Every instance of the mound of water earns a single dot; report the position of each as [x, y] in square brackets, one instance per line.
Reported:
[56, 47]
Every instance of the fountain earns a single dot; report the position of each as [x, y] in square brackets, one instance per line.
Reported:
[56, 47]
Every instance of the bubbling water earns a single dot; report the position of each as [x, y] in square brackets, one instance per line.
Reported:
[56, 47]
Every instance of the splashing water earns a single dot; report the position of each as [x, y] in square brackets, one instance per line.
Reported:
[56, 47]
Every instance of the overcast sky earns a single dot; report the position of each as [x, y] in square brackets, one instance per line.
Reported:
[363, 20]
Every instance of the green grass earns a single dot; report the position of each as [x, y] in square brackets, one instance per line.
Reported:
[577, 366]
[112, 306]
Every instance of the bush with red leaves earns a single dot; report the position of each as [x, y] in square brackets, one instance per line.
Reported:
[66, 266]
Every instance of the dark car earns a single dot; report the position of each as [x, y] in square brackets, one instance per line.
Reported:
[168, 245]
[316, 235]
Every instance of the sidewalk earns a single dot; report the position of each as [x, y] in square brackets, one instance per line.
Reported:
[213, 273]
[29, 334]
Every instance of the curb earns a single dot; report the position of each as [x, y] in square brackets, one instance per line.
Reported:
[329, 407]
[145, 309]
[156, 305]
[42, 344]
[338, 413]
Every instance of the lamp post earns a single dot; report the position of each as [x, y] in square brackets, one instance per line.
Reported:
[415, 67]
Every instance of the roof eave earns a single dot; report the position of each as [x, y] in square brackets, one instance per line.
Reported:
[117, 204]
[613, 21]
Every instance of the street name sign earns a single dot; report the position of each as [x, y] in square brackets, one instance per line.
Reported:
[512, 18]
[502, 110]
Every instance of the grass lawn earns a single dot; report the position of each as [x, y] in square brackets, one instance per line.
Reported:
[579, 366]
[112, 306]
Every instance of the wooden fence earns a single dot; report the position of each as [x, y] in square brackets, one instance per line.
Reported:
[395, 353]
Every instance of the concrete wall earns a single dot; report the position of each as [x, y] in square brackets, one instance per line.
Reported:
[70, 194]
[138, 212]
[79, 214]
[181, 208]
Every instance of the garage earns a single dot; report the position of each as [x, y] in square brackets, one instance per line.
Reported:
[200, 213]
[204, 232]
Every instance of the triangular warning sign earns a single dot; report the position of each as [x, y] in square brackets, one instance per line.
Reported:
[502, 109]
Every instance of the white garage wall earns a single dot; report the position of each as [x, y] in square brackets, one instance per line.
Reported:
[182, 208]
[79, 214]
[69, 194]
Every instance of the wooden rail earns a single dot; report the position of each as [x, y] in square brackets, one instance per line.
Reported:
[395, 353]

• **EXERCISE**
Type out the entries again, word for word.

• **SOLUTION**
Every instance of the mound of water earns a single dot; report the position of each as [x, y] in square brackets, one instance per line.
Reported:
[56, 47]
Every instance of the fountain earns a single dot; report the position of each as [x, y] in square brackets, one instance per line.
Reported:
[56, 47]
Every instance of the bubbling water earns a single dot; report the position of each as [x, y] in square brackets, one instance per line.
Reported:
[56, 47]
Every instance of the splashing water earns a single dot; report the position of each as [x, y] in square brackets, one instance per line.
Reported:
[56, 47]
Every instance of the overcast sky earns a single dot; report the position of each as [x, y] in square brackets, one instance per line.
Reported:
[363, 20]
Every instance of the green grass earns a single dot; report the position of each as [x, y] in square brackets, one instance per line.
Reported:
[577, 366]
[112, 306]
Every instance of the bush with red leaves earns a single dot; report the position of each as [x, y] in square brackets, one instance per line.
Reported:
[66, 266]
Every instance of the dark car earns a single dot; report the position of each as [x, y] in square brackets, one instance per line.
Reported:
[168, 245]
[316, 235]
Every instance of the sidewalk earns a single dot; report the position of each as [x, y] in square brackets, one instance per line.
Reported:
[213, 273]
[29, 334]
Every instance of the curb earns a single dot; report the position of each as [x, y] in square brackets, one instance per line.
Reported:
[329, 407]
[145, 309]
[156, 305]
[42, 344]
[338, 413]
Every instance of the lamp post earns a single dot; report the position of each as [x, y] in square brackets, one instance per line.
Reported:
[415, 67]
Every instance of the roof eave earns a single dot; report the position of each as [x, y] in square brackets, one instance per line.
Reported:
[117, 204]
[613, 21]
Every instance of the street name sign earns a single dot; report the position of each as [x, y] in square brackets, one instance per line.
Reported:
[512, 18]
[502, 110]
Every instance of the grass lawn earns a single dot; report the position of each as [x, y] in square brackets, one instance per line.
Reported:
[579, 366]
[112, 306]
Every instance of the wooden fence earns a single dot; report the position of each as [x, y] in square brackets, one instance per line.
Reported:
[395, 353]
Every instance of the concrete wall earns a single dot; report the position of each as [x, y] in square brackets, one instance per line.
Reported:
[70, 194]
[138, 212]
[79, 214]
[181, 208]
Every instance of the garage earns a single dot; report the position of each as [x, y] in square brackets, one instance per line.
Reported:
[200, 213]
[204, 232]
Every instance of the triangular warning sign earns a single dot; report the position of each as [x, y] in square brackets, one instance per line.
Reported:
[502, 109]
Every instance of the white garage wall earns a single dot; report the position of each as [x, y] in square brackets, one instance per line.
Reported:
[182, 208]
[79, 214]
[69, 194]
Every instance of the wooden rail earns a single dot; report the position of each as [x, y] in square brackets, one instance per line.
Reported:
[395, 353]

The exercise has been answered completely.